┌─ Trecho para revisão

Uma nova realidade? Como a IA muda a percepção de futuro e como isto foi possível — Parte 1

Por Presb. Thiago Serra.

Deep Fake, OpenAi, ChatGPT, Co-pilot, Stable Diffusion, Midjourney, Synthesia Ai, Resemble…

Com certeza nos últimos meses você viu proliferar na sua timeline discussões sobre algum desses sites ou serviços. Aqueles famosos headlines: “O fim do Google?” ou “O fim dos programadores” — ou qualquer outra profissão que esses serviços oferecem — ou ainda “Ganhe R$ xxx por hora com o ChatGPT”!

Meu objetivo neste primeiro artigo é apresentar uma análise sobre a evolução tecnológica que tornou tudo isso possível, trazendo em linguagem simples, não muito técnica, alguns pontos que permitiram que hoje a Inteligência Artificial e suas aplicações ‘pipoquem’ a cada dia.

Proponho aqui uma série de artigos: o primeiro, este, fala da evolução em alguns pontos que permitiu termos hoje tantas aplicações se popularizando no uso da IA. Num segundo artigo falo um pouco da matemática que torna isso possível. O terceiro artigo falarei das aplicações propriamente ditas, iniciando a discussão sobre essa nova realidade, algumas discussões éticas envolvidas e, claro, uma pitada de teologia.

A evolução

Com certeza você já ouviu falar que vivemos a era da informação. Nem era precisa não é verdade? Existe uma estimativa de que 4,5 bilhões de pessoas usam algum tipo de mídia social todos os dias [1][2]. São mais de 500 milhões de postagens por dia no Instagram, 100 bilhões (isto mesmo, Bi) de mensagens por dia no Whatsapp com seus 2 bilhões de usuários [3]. São enviadas cerca de 500 horas de vídeos para o Youtube a cada minuto, e são visualizados na plataforma a cada dia 1 bilhão de horas de vídeo, por usuários em mais de 100 países [4]. A quantidade de informação gerada a cada dia é impensável. É humanamente impossível acompanhar “tudo” de um assunto qualquer que se escolha estudar ou saber hoje em dia.

Armazenamento: a tal da nuvem.

Prazer. “eu sou o disco de 5 1/4”.

Para que isso fosse possível, algumas coisas colaboraram bastante. Em primeiro lugar, obviamente, a infraestrutura de armazenamento de informação que você conhece popularmente como nuvem, se tornou popular e acessível. Para quem é antigo como eu — e que ainda viu um disquete de 5 1/4 de polegada armazenar 1.2 MB (isto, mega e não giga, ou tera como hoje!) e achava o máximo as técnicas de compressão para tentar por mais coisas ali — é uma baita evolução ver os microSD de 1, 2 terabytes sendo vendidos!

E a nuvem trouxe mais: a teórica capacidade “sem limite” de armazenamento. Se você tem uma conta gratuita no Gmail do Google, “ganhou” um espaço no ecossistema deles de 15 Gigabytes. Agora, faça as contas: o Gmail possui cerca de 1,5 bilhões de usuários ativos que gozam deste espaço disponível. Quantos “gigas” são necessários se todo mundo decidir lotar a conta no Google?

└─
┌─ Dados para análise

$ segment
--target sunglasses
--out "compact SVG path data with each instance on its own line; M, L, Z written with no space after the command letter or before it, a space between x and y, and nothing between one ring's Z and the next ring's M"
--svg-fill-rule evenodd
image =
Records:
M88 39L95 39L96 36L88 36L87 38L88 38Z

└─
┌─ Dados para análise

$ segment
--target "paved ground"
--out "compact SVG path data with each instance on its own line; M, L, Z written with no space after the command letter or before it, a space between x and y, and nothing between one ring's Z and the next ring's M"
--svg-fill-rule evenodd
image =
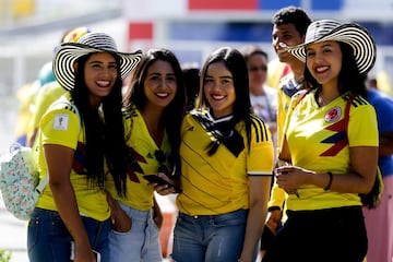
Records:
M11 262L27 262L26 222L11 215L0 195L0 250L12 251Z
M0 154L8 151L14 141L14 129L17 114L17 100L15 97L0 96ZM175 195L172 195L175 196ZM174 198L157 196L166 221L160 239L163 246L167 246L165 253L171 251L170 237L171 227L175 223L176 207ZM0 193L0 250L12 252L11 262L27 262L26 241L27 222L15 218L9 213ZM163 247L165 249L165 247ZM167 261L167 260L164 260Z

└─
┌─ Dados para análise

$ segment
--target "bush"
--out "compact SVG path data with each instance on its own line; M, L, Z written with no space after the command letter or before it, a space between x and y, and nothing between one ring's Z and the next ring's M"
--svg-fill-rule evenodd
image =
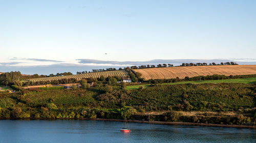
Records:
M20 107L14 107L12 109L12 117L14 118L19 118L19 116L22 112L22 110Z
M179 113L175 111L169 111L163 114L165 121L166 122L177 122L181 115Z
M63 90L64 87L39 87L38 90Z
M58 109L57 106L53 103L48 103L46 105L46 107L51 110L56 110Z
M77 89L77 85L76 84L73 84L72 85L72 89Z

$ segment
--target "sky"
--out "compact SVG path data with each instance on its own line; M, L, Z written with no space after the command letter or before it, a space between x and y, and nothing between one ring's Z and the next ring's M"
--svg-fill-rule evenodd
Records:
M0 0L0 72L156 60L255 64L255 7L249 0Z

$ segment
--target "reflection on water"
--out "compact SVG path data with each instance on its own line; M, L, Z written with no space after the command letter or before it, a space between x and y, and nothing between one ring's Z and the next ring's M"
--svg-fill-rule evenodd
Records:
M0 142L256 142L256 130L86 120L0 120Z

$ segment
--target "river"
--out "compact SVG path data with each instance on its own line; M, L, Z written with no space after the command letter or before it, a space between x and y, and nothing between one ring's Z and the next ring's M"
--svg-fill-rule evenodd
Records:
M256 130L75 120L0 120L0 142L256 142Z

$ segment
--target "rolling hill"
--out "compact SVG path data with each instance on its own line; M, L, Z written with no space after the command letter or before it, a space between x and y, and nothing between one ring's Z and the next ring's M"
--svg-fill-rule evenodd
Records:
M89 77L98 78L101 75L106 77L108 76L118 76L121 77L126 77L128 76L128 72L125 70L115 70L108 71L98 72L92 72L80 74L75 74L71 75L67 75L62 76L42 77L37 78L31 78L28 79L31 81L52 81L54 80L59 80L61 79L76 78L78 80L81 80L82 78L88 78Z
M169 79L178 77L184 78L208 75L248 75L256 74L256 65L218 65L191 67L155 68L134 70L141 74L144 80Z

└─

Solicitação de tarefa 1 » Segundo o texto sobre inteligência artificial, quanto espaço de armazenamento uma conta gratuita do Gmail recebe?
Solicitação de tarefa 2 » Retome o texto sobre inteligência artificial a partir do ponto em que ele para, por favor.

Resultado 1 » 15 gigabytes.

Resultado 2 »
Exatamente! São 22.500.000.000 de gigabytes ou 22.500 petabytes. Sim, não dá pra ter isso em casa num microSD (seriam na verdade 22,5 milhões de microSD de 1 terabyte, difícil de guardar em casa né?). Essa é a evolução: um armazenamento distribuído em diversas salas especiais ao redor do mundo, que possuem máquinas com centenas de discos de alta capacidade, e que utilizam tecnologia de compressão de dados, permitindo por exemplo que o Google possa atender os usuários do Gmail no mundo inteiro. Ou a Meta — dona do FacebookWhatsapp e Instragram — possa manter o Instragram ativo para você postar a foto do seu hamburgão… ou, permtir que você consiga mandar aquela mensagem importante para o seu chefe pelo Whatsapp pedindo pra folgar no feriado.

A nuvem permitiu algo inimaginável antes: armazenamento e recuperação de grandes massas de dados, acessível em qualquer lugar do mundo.

A evolução das tecnologias de transmissão

A rede que liga o mundo! Os cabos que atravessam oceanos e permitem com que você interaja com o mundo.

Mas, não se trata apenas do lugar não é verdade? é necessário uma rede de dados que interligue as pessoas e os serviços. E estamos falando dela mesmo: a internet. Para você que está lendo aqui e quer saber a história da internet, existem boas fontes [5][6][7]. Meu objetivo é mais macro aqui.

Você sabe que o tempo de espera por um conteúdo — seja texto, som, vídeo ou uma foto — veio exponencialmente sendo reduzido. Dos tempos da conexão discada, onde você esperava vários minutos e até horas para conseguir uma conexão, e esperava minutos para ver uma página abrindo no seu navegador ou, a lista de tópicos ser baixada no seu BBS[8], passamos à fibra óptica que chega dentro das nossas casas hoje. Essa busca pela capacidade de transmitir alta quantidade de dados em menos tempo foi grande. A rede construída e que vinha sendo mantida e melhorada por grande empresas e consórcios possibilitou e, a cada ano fomentava o aparecimento de serviços e a criação e disponibilização de conteúdo.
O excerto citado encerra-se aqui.